> [Selected text]:
--- begin ---
States will be required to give every school a “comprehensive, summative” score rating its performance under draft regulations proposed by the Department of Education for implementing the nation’s new education law.
State education departments typically provide a “data dashboard” for each school that includes a variety of metrics. If the new proposal goes into effect, they will have to combine those metrics into one total score — a letter grade, number, ranking, among other options — which some states and districts already do.
Some educators and analysts are skeptical that such an approach is supported by evidence. Josh Starr, the head of Phi Delta Kappa International and former Montgomery County Schools superintendent, tweeted as much. A report from the University of Colorado’s National Education Policy Center released last year claimed, that A–F school report cards “merit a failing grade.”
--- end ---
> [Provided material]:
--- begin ---
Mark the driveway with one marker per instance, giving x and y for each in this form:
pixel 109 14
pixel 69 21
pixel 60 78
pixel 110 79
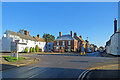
--- end ---
> [Problem set]:
A. Answer the following questions using the passage on school ratings, each on its own line.
(i) What kind of score would states be required to give every school?
(ii) What do state education departments typically provide for each school?
(iii) Which organization released the report claiming that A–F school report cards "merit a failing grade"?
B. Transcribe the passage on school ratings starting at "States will be" and ending at "new education law.".
C. According to the passage on school ratings, why would state education departments have to combine their dashboard metrics into one total score?

> [Complete answers]:
A.
(i) A "comprehensive, summative" score rating the school's performance.
(ii) A "data dashboard" that includes a variety of metrics.
(iii) The University of Colorado's National Education Policy Center.

B.
States will be required to give every school a “comprehensive, summative” score rating its performance under draft regulations proposed by the Department of Education for implementing the nation’s new education law.

C. Draft regulations proposed by the Department of Education to implement the nation's new education law would require states to give every school a "comprehensive, summative" score rating its performance. If that proposal goes into effect, the metrics in each school's data dashboard would have to be combined into a single score, such as a letter grade, number, or ranking.